**Tugas yang Diberikan**
Cetak tanpa perubahan bagian teks perjalanan ke kantor desa, mulai dari "Saya kira, perjalanan" sampai dengan "yang sepertinya familiyar.".

Saya kira, perjalanan saya akan
enteng setelah itu. Rupanya saya harus menyusuri jalan setapak berbatu yang membuat
motor saya melaju dengan getar. Setelah jalan berbatu, berbelok ke arah kiri
yang merupakan jalan beraspal yang mulus membuat hati saya lega bukan kepalang.
Setelah singgah beberapa kali untuk bertanya ke beberapa orang, akhirnya saya
temui kantor desa yang saya tuju.
Saya melewati kantor Camat
Tompo’bulu, jalanan menuju permandian puca’, lalu masjid yang berseblahan
dengan kantor Desa Puca’. Laju motor beat saya semakin enteng hingga berada di
depan halaman kantor. Mata saya tertuju pada sebuah sepeda motor kalau tidak
salah bermerk yamaha vixion berplat
merah yang sepertinya familiyar.
Satu-satunya motor yang terparkir dan menjadi genap dengan motor beat saya.
Kantor nampak sunyi, tak ada suara aktifitas yang terdengar dari dalam. Bahkan
suara derap langkah sepatu pun tidak.
Ketika saya berada di muka pintu
kantor, seorang bapak menyapa saya dengan hangat. Rupanya motor di luar milik
beliau, pantas tak asing di mata saya. Beliau Pak Mustafa, yang akrab disapa
pak Mus. Adalah KSK kecamatan Simbang yang memiliki maksud yang sama.
Menyodorkan surat tugas survey ubinan beliau. Tak sangka Allah mempertemukan
kami di kantor ini.

**Data yang Diberikan**
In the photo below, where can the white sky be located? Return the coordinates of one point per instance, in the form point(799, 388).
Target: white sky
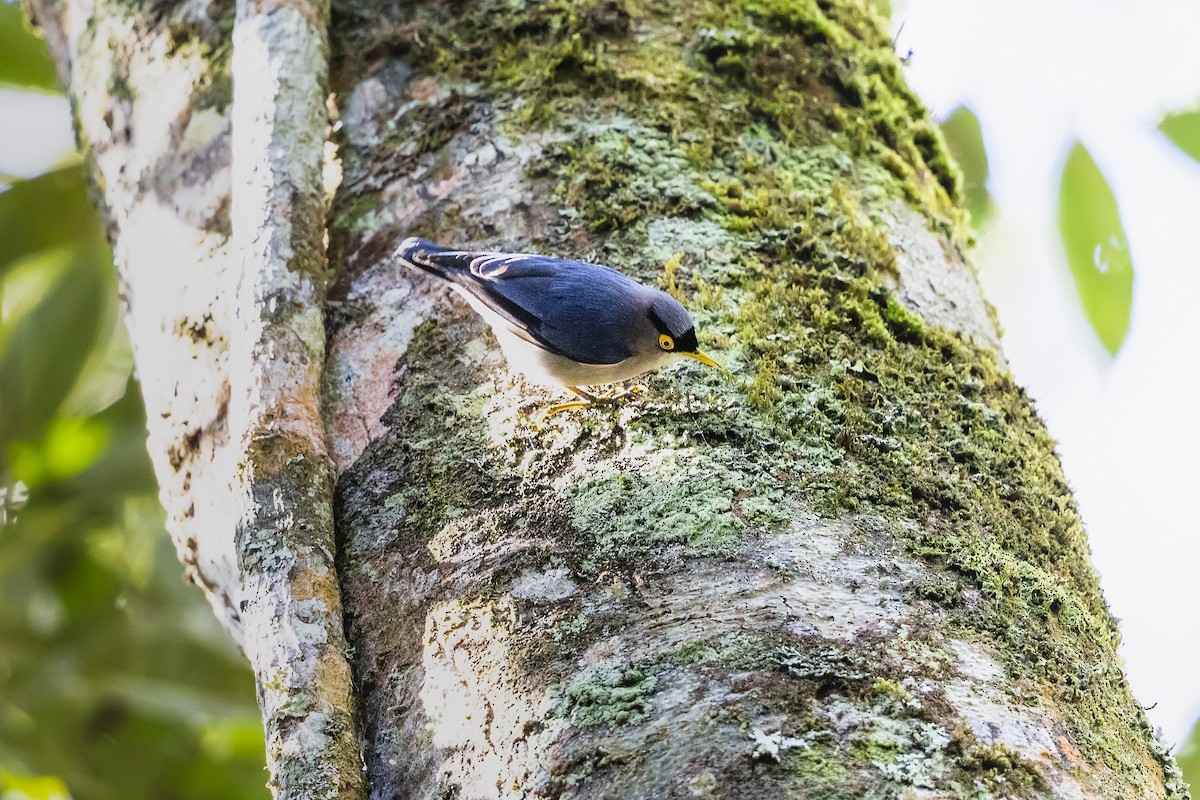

**Jawaban Soal Ini**
Saya kira, perjalanan saya akan
enteng setelah itu. Rupanya saya harus menyusuri jalan setapak berbatu yang membuat
motor saya melaju dengan getar. Setelah jalan berbatu, berbelok ke arah kiri
yang merupakan jalan beraspal yang mulus membuat hati saya lega bukan kepalang.
Setelah singgah beberapa kali untuk bertanya ke beberapa orang, akhirnya saya
temui kantor desa yang saya tuju.
Saya melewati kantor Camat
Tompo’bulu, jalanan menuju permandian puca’, lalu masjid yang berseblahan
dengan kantor Desa Puca’. Laju motor beat saya semakin enteng hingga berada di
depan halaman kantor. Mata saya tertuju pada sebuah sepeda motor kalau tidak
salah bermerk yamaha vixion berplat
merah yang sepertinya familiyar.